═══ Selection
Float 8#
- class onnx_array_api.validation.f8.CastFloat8[source]#
Helpers to cast float8 into float32 or the other way around.
- static find_closest_value(value, sorted_values)[source]#
Search a value into a sorted array of values.
- Parameters:
value – float32 value to search
sorted_values – list of tuple [(float 32, byte)]
- Returns:
byte
The function searches into the first column the closest value and return the value on the second columns.
- onnx_array_api.validation.f8.display_fe4m3(value, sign=1, exponent=4, mantissa=3)[source]#
Displays a float 8 E4M3 into b.
- Parameters:
value – value to display (int)
sign – number of bits for the sign
exponent – number of bits for the exponent
mantissa – number of bits for the mantissa
- Returns:
string
- onnx_array_api.validation.f8.display_fe5m2(value, sign=1, exponent=4, mantissa=3)[source]#
Displays a float 8 E5M2 into binary format.
- Parameters:
value – value to display (int)
sign – number of bits for the sign
exponent – number of bits for the exponent
mantissa – number of bits for the mantissa
- Returns:
string
- onnx_array_api.validation.f8.display_fexmx(value, sign, exponent, mantissa)[source]#
Displays any float encoded with 1 bit for the sign, exponent bit for the exponent and mantissa bit for the mantissa.
- Parameters:
value – value to display (int)
══════
═══ Recorded data
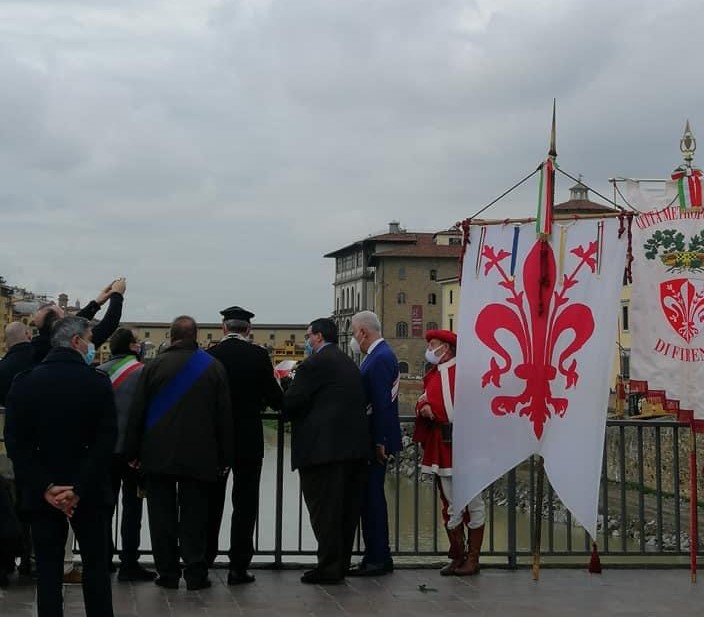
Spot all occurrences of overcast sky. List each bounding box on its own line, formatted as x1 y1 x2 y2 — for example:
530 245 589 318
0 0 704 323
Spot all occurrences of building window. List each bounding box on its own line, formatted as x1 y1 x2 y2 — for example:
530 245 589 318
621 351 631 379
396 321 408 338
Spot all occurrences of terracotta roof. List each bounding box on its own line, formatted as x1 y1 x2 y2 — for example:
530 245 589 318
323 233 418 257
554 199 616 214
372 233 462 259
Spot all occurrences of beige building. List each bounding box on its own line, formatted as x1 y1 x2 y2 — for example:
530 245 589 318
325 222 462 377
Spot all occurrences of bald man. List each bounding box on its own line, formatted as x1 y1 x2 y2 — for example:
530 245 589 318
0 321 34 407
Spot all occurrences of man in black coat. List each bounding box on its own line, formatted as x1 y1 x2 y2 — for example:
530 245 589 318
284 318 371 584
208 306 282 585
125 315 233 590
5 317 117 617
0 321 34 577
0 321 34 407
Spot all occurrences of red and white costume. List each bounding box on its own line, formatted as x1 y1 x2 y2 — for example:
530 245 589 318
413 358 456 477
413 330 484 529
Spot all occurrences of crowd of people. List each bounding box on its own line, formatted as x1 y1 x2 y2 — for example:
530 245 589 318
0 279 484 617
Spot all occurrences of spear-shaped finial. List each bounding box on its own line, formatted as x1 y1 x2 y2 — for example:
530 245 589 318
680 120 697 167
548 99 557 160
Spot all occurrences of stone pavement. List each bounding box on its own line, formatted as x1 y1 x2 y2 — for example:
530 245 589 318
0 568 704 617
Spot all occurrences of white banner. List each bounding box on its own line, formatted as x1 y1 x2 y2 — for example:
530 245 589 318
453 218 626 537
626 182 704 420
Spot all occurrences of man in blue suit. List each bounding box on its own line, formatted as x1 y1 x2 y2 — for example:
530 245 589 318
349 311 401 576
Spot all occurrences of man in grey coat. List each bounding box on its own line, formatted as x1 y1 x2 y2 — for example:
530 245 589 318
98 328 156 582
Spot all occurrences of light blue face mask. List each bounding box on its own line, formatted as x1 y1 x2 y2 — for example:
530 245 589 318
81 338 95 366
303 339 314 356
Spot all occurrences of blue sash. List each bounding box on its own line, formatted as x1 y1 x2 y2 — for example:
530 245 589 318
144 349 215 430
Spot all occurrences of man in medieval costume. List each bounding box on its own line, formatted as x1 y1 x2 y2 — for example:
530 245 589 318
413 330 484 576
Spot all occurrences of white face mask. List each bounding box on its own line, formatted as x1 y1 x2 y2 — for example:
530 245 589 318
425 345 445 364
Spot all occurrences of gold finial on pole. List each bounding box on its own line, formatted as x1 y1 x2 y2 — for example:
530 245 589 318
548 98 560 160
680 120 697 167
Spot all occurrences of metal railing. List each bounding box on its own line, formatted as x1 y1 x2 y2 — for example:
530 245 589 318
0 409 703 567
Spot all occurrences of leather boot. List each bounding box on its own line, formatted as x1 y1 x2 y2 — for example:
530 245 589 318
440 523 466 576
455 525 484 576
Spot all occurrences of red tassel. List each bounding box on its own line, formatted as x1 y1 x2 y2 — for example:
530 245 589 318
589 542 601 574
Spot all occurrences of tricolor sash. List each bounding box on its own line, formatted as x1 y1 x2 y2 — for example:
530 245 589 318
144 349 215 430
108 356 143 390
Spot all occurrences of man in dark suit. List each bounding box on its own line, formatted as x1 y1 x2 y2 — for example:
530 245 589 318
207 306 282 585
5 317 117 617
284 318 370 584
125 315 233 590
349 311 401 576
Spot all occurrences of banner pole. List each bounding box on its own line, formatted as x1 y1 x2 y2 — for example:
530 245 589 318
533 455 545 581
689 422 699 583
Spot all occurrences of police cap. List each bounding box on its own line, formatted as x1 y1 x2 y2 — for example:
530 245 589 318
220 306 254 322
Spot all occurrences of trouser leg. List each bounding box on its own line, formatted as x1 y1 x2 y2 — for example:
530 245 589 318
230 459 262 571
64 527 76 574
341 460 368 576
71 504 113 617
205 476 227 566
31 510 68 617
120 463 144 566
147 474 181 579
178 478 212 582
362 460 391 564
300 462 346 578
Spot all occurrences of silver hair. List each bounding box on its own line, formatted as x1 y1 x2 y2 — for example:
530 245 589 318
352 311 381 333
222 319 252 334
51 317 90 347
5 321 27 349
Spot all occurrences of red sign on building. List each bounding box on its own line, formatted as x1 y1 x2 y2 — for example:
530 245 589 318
══════
═══ Recorded data
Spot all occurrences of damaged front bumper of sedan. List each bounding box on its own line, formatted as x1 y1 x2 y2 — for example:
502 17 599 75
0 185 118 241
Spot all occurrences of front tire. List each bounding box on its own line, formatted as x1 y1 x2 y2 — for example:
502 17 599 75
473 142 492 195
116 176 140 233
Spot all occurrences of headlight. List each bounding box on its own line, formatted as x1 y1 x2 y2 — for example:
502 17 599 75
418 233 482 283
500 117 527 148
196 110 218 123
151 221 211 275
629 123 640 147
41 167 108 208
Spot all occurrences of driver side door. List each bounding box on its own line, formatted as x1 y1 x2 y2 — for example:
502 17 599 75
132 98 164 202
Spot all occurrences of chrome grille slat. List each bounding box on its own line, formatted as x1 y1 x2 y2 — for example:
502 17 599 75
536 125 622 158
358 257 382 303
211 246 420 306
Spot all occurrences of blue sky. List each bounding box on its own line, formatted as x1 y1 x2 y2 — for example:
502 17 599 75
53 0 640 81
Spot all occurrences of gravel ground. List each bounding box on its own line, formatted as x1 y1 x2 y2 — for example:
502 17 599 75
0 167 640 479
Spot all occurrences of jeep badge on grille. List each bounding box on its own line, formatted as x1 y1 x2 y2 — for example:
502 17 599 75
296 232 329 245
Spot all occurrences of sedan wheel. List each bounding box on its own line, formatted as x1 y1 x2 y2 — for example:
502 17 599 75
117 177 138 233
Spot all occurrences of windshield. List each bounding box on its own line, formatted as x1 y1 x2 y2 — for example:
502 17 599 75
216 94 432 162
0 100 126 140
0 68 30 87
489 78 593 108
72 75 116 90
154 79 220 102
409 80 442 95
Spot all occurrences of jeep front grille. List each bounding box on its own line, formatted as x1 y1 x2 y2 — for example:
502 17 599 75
══════
═══ Recorded data
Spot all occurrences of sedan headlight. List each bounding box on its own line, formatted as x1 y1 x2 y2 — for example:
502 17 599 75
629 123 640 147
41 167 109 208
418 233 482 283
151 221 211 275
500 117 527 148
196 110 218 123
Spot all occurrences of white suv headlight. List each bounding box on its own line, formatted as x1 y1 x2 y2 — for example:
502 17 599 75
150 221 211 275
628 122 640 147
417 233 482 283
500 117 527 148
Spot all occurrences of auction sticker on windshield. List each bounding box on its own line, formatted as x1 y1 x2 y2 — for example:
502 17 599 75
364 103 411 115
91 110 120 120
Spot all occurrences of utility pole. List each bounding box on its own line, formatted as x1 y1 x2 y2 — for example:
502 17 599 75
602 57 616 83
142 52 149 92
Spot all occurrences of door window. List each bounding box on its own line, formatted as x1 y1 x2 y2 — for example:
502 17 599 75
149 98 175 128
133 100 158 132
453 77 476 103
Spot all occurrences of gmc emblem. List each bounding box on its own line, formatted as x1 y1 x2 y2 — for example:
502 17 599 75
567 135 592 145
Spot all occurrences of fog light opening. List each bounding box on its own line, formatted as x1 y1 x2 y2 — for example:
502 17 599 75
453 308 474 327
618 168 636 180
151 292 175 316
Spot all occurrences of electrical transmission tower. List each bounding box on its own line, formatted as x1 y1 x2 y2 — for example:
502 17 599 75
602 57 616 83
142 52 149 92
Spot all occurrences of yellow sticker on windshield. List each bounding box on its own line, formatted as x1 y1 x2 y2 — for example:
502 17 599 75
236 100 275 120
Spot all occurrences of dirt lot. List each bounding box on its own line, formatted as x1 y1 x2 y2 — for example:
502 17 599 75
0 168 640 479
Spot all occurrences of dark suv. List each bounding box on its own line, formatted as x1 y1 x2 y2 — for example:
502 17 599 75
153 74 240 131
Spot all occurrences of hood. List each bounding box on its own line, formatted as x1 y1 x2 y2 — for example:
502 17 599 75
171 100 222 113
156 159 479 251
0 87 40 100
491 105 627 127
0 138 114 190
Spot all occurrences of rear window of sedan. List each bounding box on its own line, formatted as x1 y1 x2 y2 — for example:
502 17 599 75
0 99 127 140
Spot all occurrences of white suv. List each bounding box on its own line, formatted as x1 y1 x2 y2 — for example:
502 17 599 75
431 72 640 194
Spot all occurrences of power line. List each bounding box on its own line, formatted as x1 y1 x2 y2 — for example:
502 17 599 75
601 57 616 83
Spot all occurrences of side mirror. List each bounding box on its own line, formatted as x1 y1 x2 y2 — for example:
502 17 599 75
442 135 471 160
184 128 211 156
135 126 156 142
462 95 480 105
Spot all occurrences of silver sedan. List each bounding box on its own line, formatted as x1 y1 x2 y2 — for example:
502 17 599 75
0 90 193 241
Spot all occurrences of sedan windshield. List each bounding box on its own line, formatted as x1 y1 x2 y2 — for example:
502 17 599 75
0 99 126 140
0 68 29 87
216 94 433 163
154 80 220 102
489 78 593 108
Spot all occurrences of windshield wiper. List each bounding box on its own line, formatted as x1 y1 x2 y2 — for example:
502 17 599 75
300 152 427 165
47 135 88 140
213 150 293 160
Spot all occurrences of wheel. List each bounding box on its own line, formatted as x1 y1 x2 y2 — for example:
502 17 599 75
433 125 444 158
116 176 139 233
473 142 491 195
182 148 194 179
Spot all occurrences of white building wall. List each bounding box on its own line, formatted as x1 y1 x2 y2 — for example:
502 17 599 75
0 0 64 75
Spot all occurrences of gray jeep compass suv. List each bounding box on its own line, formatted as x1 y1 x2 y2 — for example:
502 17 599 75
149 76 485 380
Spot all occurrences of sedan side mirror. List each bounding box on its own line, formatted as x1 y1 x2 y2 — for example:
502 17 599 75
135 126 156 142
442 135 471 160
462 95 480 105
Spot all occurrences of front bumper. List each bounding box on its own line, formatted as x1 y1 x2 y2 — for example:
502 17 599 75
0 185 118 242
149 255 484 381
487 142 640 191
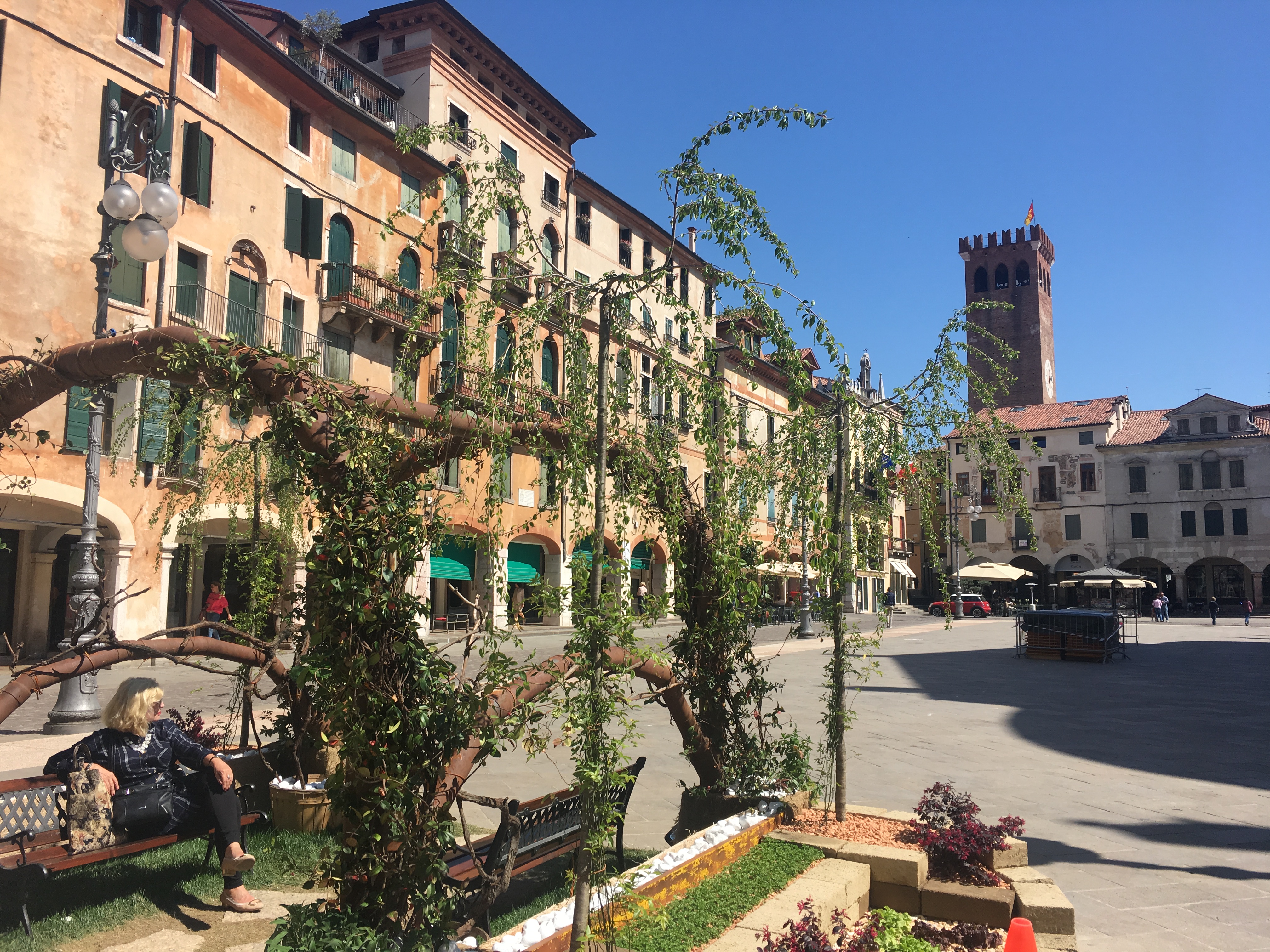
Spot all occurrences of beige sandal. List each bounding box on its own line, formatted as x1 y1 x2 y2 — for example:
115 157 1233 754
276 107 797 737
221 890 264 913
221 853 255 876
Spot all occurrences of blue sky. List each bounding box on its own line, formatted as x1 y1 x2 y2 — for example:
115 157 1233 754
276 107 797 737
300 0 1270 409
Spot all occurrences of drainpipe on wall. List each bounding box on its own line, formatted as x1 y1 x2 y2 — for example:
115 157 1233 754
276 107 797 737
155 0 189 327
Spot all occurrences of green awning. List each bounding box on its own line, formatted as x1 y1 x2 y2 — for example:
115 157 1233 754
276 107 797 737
══════
Written tasks:
A – How does this sentence from the float8 documentation read in Spanish: "Displays a float 8 E5M2 into binary format."?
B – Reproduce the float8 documentation word for word from "- static find_closest_value(value, sorted_values)[source]#" to "the second columns.".

Outputs by task:
A – Muestra un float 8 E5M2 en formato binario.

B –
- static find_closest_value(value, sorted_values)[source]#
Search a value into a sorted array of values.
- Parameters:
value – float32 value to search
sorted_values – list of tuple [(float 32, byte)]
- Returns:
byte
The function searches into the first column the closest value and return the value on the second columns.